#### Input material ####

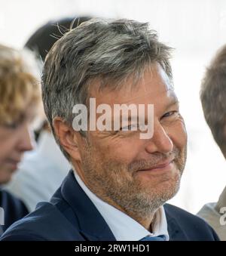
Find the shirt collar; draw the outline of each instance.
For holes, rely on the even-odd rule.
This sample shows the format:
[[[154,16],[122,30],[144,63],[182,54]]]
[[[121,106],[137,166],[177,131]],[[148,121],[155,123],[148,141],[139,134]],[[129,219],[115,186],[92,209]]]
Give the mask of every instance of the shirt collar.
[[[134,219],[97,197],[86,187],[76,171],[74,173],[78,184],[99,211],[117,241],[139,241],[147,236],[160,235],[165,236],[166,240],[169,240],[166,217],[163,206],[155,213],[153,233],[151,233]]]

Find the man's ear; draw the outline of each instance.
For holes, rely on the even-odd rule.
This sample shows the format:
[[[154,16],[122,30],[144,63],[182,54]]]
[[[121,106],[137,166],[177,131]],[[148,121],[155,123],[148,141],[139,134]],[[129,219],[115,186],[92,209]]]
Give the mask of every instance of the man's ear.
[[[79,150],[78,132],[69,127],[60,117],[55,117],[53,119],[53,128],[56,136],[58,137],[61,146],[75,161],[81,161]]]

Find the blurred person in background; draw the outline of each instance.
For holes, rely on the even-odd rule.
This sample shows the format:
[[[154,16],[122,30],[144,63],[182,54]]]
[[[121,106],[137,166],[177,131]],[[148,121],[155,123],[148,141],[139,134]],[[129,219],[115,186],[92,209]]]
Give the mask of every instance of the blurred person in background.
[[[218,51],[206,69],[200,99],[213,138],[226,158],[226,45]],[[226,241],[225,213],[226,187],[217,202],[205,205],[197,215],[215,229],[221,240]]]
[[[89,17],[67,17],[50,21],[31,35],[25,47],[35,52],[38,61],[44,62],[58,39],[87,20]],[[38,202],[50,200],[70,169],[45,119],[35,135],[37,147],[25,155],[18,171],[7,187],[8,191],[23,199],[29,211],[35,208]]]
[[[38,69],[31,53],[0,45],[0,233],[28,214],[23,202],[3,189],[23,153],[32,149],[29,125],[41,103]]]

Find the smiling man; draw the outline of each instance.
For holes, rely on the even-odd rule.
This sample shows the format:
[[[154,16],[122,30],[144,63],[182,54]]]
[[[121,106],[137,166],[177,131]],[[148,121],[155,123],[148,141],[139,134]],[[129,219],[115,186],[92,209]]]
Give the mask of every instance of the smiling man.
[[[147,23],[127,20],[91,20],[54,45],[43,71],[43,100],[72,170],[50,202],[12,225],[3,240],[218,239],[203,221],[165,204],[179,188],[187,143],[170,52]],[[122,117],[117,128],[96,122],[78,131],[72,109],[88,106],[90,98],[111,111],[102,128],[114,123],[116,104],[143,111],[137,118],[129,111],[126,127]],[[148,122],[148,106],[152,131],[145,137],[139,120]],[[96,120],[103,114],[94,112]]]

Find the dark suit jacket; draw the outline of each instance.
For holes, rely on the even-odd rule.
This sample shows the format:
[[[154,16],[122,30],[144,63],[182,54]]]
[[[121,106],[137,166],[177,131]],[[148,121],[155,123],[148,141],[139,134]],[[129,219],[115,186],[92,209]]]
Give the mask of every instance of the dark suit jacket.
[[[5,231],[14,222],[28,214],[29,211],[23,202],[8,192],[0,189],[0,207],[4,209],[5,224],[0,225],[1,230]]]
[[[177,207],[164,205],[170,240],[218,240],[202,219]],[[14,224],[2,240],[105,241],[115,238],[71,171],[50,202]]]

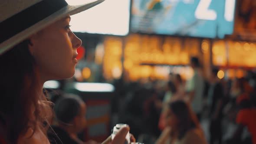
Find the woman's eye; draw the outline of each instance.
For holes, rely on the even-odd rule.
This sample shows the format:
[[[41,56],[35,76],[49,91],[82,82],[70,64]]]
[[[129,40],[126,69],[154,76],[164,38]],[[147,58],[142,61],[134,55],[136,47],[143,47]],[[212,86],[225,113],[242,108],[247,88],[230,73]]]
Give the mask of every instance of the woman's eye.
[[[65,28],[66,29],[67,29],[67,30],[69,30],[69,28],[70,28],[70,26],[71,26],[69,25],[66,26]]]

####

● **To do**: Rewrite the stretch from the line containing "Find the smiling" through the end of the records, requests included, adding 111 to every polygon coordinate in the answers. Leave the pictures out.

● **Response to this task**:
Find the smiling man; draw the outline of each instance.
For holes, rely on the even-odd rule.
This sample shows the format:
[[[154,16],[122,30],[144,63],[182,54]]]
[[[121,106],[137,166],[177,131]],[[148,121],[155,123],[148,141],[139,134]],[[129,219],[115,186],[92,209]]]
Give the mask of every instance of the smiling man.
[[[258,134],[238,131],[202,131],[165,156],[154,182],[154,211],[183,281],[161,313],[123,336],[114,351],[329,350],[314,332],[276,315],[290,299],[298,254],[281,163]],[[233,228],[228,239],[207,233],[189,242],[183,220],[199,217],[201,209],[222,222],[213,239],[225,234],[227,215],[254,222],[248,229],[240,222],[237,238]],[[259,233],[259,217],[263,242],[256,248],[250,231]],[[207,231],[214,225],[205,223]]]

Find the dark suit jacket; draw the outline of each instance.
For holes, rely on the even-odd rule.
This sample shows the format:
[[[154,16],[122,30],[144,63],[182,54]]]
[[[121,106],[137,166],[177,131]],[[148,121],[155,123],[148,141],[139,134]],[[129,219],[115,186],[92,209]]]
Give the mask of every instance of the dark suit jacket.
[[[116,342],[125,333],[139,325],[140,322],[134,313],[119,303],[111,300],[111,318],[115,320],[116,335],[111,336],[112,341]]]
[[[288,318],[275,316],[281,351],[329,351],[313,330]],[[125,335],[113,351],[216,352],[226,349],[182,282],[161,313]]]

Find the woman's eye; draw the outline of each instance.
For holes, rely on the even-odd rule.
This sample shows the format:
[[[41,56],[35,76],[49,91],[82,82],[70,64]]]
[[[129,40],[126,69],[154,76],[164,38]],[[147,58],[142,61],[134,55],[136,47],[143,47]],[[212,86],[225,113],[242,108],[247,88],[230,73]]]
Give the mask of every instance of the woman's eye.
[[[176,139],[177,140],[178,140],[178,141],[180,141],[180,139],[181,139],[181,137],[182,137],[180,136],[177,137]]]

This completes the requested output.